** Begin Data to use **

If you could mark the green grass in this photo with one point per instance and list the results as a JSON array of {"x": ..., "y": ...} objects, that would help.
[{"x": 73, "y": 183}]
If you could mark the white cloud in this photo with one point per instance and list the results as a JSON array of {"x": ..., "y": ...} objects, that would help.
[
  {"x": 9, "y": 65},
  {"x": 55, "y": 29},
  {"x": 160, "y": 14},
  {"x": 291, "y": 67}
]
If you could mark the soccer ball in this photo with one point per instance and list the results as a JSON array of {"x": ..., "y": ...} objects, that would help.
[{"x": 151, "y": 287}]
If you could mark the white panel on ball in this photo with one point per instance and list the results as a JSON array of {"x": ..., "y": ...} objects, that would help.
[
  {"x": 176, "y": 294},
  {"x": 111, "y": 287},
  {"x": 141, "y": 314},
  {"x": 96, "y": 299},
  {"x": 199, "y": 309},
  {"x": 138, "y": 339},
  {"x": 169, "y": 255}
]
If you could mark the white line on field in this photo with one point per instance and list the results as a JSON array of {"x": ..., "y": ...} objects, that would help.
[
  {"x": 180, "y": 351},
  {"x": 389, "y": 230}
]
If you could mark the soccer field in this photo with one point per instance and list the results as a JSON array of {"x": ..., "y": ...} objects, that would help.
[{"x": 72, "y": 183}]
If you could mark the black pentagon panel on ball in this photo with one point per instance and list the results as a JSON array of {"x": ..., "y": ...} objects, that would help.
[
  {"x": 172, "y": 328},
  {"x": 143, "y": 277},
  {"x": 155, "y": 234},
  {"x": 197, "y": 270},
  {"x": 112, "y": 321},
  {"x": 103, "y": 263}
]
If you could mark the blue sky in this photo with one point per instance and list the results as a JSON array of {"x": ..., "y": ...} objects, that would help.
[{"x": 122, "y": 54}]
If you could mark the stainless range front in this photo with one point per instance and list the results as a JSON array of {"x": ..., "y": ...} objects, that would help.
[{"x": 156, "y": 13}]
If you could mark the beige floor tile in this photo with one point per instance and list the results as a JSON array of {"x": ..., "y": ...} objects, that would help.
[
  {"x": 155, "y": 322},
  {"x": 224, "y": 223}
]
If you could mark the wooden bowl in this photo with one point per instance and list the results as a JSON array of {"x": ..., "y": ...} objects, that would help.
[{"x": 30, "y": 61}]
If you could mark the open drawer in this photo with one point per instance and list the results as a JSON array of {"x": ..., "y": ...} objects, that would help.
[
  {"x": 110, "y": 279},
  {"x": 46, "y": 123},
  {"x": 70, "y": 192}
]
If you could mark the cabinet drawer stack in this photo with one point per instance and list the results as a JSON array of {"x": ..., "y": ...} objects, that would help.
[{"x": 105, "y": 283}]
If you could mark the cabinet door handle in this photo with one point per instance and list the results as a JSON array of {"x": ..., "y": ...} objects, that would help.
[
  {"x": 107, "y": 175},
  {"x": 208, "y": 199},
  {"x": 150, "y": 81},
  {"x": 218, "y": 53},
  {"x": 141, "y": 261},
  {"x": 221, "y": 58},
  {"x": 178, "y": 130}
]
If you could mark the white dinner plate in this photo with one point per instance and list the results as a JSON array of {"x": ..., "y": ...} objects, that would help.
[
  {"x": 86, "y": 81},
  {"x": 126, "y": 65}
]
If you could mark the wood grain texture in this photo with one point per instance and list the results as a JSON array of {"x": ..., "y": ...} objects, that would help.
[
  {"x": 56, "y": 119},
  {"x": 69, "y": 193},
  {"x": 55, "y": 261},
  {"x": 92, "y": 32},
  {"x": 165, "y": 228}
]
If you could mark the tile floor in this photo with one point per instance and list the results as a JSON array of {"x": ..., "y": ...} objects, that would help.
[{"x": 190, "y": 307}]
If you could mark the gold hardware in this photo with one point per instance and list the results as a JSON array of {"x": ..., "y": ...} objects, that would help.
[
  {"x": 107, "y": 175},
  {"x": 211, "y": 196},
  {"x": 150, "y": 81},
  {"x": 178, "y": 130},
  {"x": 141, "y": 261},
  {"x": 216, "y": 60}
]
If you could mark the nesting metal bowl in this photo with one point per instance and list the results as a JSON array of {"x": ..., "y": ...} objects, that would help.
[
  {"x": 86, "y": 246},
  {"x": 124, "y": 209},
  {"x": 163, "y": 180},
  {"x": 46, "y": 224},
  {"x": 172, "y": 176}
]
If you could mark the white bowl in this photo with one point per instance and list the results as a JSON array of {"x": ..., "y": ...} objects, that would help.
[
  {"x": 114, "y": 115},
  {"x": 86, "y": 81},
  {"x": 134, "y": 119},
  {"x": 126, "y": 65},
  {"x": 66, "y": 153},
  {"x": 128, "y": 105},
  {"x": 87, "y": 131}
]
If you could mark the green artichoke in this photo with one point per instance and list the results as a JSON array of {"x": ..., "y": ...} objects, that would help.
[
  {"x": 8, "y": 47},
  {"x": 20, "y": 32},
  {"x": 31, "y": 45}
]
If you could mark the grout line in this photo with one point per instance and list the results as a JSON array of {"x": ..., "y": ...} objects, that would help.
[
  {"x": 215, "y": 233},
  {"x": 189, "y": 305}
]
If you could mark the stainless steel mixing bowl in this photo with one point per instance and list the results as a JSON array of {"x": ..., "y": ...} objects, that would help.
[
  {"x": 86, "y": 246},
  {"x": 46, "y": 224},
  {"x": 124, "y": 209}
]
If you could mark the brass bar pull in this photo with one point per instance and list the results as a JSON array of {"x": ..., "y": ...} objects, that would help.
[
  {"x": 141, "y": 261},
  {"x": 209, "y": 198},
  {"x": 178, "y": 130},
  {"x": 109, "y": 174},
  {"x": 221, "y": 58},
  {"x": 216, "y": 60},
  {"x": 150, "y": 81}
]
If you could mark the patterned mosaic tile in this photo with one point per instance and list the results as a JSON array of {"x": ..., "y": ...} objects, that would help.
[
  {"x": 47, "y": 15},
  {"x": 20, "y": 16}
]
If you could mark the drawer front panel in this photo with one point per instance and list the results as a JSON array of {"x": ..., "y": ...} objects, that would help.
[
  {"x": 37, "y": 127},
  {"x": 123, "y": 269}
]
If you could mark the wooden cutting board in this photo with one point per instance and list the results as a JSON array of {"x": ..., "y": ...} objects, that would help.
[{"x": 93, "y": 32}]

** End Data to use **

### Directions
Repeat all of the records above exactly as written.

### Task output
If you could mark the green grass in this photo with one point per instance and list the results as a JSON array of {"x": ..., "y": ...} objects, that would help.
[{"x": 73, "y": 183}]
If you could mark the white cloud in this photo with one point per instance and list the results as a JSON array of {"x": ..., "y": ...} objects, that would help.
[
  {"x": 9, "y": 65},
  {"x": 55, "y": 29},
  {"x": 160, "y": 14},
  {"x": 291, "y": 67}
]
If you could mark the soccer ball in this photo with one point per instance and list the results as a JSON array of {"x": ..., "y": ...} objects, that would help.
[{"x": 151, "y": 287}]
If you could mark the white panel on ball in this photo with one point per instance and list the results as a JSON array of {"x": ..., "y": ...} objects, that would help.
[
  {"x": 176, "y": 294},
  {"x": 111, "y": 287},
  {"x": 141, "y": 314},
  {"x": 96, "y": 299},
  {"x": 199, "y": 309},
  {"x": 138, "y": 339},
  {"x": 169, "y": 255}
]
If you could mark the white line on field in this photo with one point per instance and list the results as a JSON array of {"x": ..., "y": ...} objects, that would help.
[
  {"x": 180, "y": 351},
  {"x": 389, "y": 230}
]
If you could mark the soccer field in this photo with one point per instance and list the results as a JSON array of {"x": ..., "y": ...} objects, that would help.
[{"x": 72, "y": 183}]
If you could mark the black pentagon panel on ball in this photo with one point per instance and list the results as a JSON array of {"x": ..., "y": ...} objects, that would help.
[
  {"x": 172, "y": 328},
  {"x": 143, "y": 277},
  {"x": 155, "y": 234},
  {"x": 197, "y": 270},
  {"x": 112, "y": 321},
  {"x": 103, "y": 263}
]
If you could mark the blue sky in this photo with one point per instance and list the results as a JSON array of {"x": ..., "y": ...} objects, that would help.
[{"x": 122, "y": 54}]
If you could mark the stainless range front in this photo with one point per instance and list the results as a JSON array of {"x": ..., "y": ...} objects, that would help.
[{"x": 156, "y": 13}]
If you could mark the beige floor tile in this photo with one point per instance and list the results as a JSON array of {"x": ..., "y": ...} objects, that would help.
[
  {"x": 155, "y": 322},
  {"x": 224, "y": 223}
]
If you could mark the wooden bowl in this photo with one point per instance and list the results as a JSON array of {"x": ..., "y": ...} objects, that would help.
[{"x": 30, "y": 61}]
If you could mark the open drawer in this photo with one point per instance and list the results as a JSON array of {"x": ..., "y": ...} objects, that would help.
[
  {"x": 110, "y": 279},
  {"x": 46, "y": 123},
  {"x": 70, "y": 192}
]
If you could mark the cabinet drawer stack in this photo with one point per instance and list the results as a JSON array of {"x": ..., "y": ...} objects, that would help.
[{"x": 105, "y": 283}]
If you could mark the cabinet door handle in this photo with one point per instance and list the results as a JSON array of {"x": ..., "y": ...} objects, that would help.
[
  {"x": 107, "y": 175},
  {"x": 208, "y": 199},
  {"x": 150, "y": 81},
  {"x": 218, "y": 53},
  {"x": 141, "y": 261},
  {"x": 221, "y": 58},
  {"x": 178, "y": 130}
]
If you could mark the white dinner plate in this photo with one point per instance and list the results as a JSON array of {"x": ..., "y": ...} objects, that would help.
[
  {"x": 86, "y": 81},
  {"x": 126, "y": 65}
]
If you could mark the wood grain texture in this photo with one point per instance and list the results as a JSON array of {"x": ..., "y": ...} objects, that would help.
[
  {"x": 56, "y": 119},
  {"x": 69, "y": 193},
  {"x": 55, "y": 261},
  {"x": 92, "y": 32},
  {"x": 165, "y": 228}
]
If you could mark the tile floor in this photo with one point per instance and list the results as a JSON array of {"x": ..., "y": ...} objects, that would help.
[{"x": 190, "y": 307}]
If you could mark the gold hardware in this photo with one point per instance and list the results as a JSON array of {"x": ..., "y": ...} objects, that would help.
[
  {"x": 107, "y": 175},
  {"x": 211, "y": 196},
  {"x": 150, "y": 81},
  {"x": 178, "y": 130},
  {"x": 141, "y": 261},
  {"x": 216, "y": 60}
]
If you could mark the nesting metal bowl in this photo with one point per instance and list the results as a JSON array of {"x": ..., "y": ...} objects, that would help.
[
  {"x": 86, "y": 246},
  {"x": 124, "y": 209},
  {"x": 163, "y": 180},
  {"x": 46, "y": 224},
  {"x": 172, "y": 176}
]
If you could mark the white bowl in this photo with one point per instance and list the results as a JSON array of {"x": ..., "y": ...} objects, that would help.
[
  {"x": 114, "y": 115},
  {"x": 86, "y": 81},
  {"x": 134, "y": 119},
  {"x": 126, "y": 65},
  {"x": 66, "y": 153},
  {"x": 128, "y": 105},
  {"x": 87, "y": 131}
]
If you could mark the green artichoke in this photo with one point per instance and list the results as a JSON array of {"x": ..., "y": ...} objects, that would help.
[
  {"x": 8, "y": 47},
  {"x": 20, "y": 32},
  {"x": 31, "y": 45}
]
If you could mark the grout line in this photo with one point per instance and list the results as a JSON array of {"x": ..., "y": ...} objects, that would help.
[
  {"x": 215, "y": 233},
  {"x": 189, "y": 305}
]
If you could mark the stainless steel mixing bowl in this photo with one point per instance and list the results as a JSON array of {"x": ..., "y": ...} objects, that would help.
[
  {"x": 86, "y": 246},
  {"x": 46, "y": 224},
  {"x": 124, "y": 209}
]
If you could mark the brass bar pull in this photo with one point per instance and list the results as a JSON array of {"x": ..., "y": ...} objects, that would help.
[
  {"x": 141, "y": 261},
  {"x": 209, "y": 198},
  {"x": 178, "y": 130},
  {"x": 109, "y": 174},
  {"x": 221, "y": 58},
  {"x": 216, "y": 60},
  {"x": 150, "y": 81}
]
If you could mark the patterned mosaic tile in this photo with one point per instance and list the results as a JSON array of {"x": ..., "y": ...} objects, that would help.
[
  {"x": 47, "y": 15},
  {"x": 20, "y": 16}
]
If you could mark the drawer front panel in this photo with one point per instance and list the results as a JSON array of {"x": ..., "y": ...} objects, that would help.
[
  {"x": 37, "y": 127},
  {"x": 123, "y": 269}
]
If you could mark the wooden cutting board in this photo with one point per instance and list the results as a JSON array of {"x": ..., "y": ...} objects, that would help.
[{"x": 93, "y": 32}]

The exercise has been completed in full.